#### Material shown:
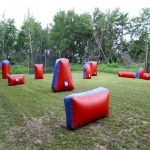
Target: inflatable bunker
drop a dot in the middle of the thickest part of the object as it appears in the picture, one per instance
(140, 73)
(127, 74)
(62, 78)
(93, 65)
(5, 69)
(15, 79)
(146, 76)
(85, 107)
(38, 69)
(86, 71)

#### Work to be completed:
Copy the records above word for word, leaving out the pictures.

#### Full response:
Target: inflatable bunker
drop a dot in the middle of the thickest part of the object as it appears in the picture, one per instance
(140, 73)
(127, 74)
(62, 78)
(93, 65)
(5, 69)
(15, 79)
(146, 76)
(85, 107)
(38, 69)
(86, 71)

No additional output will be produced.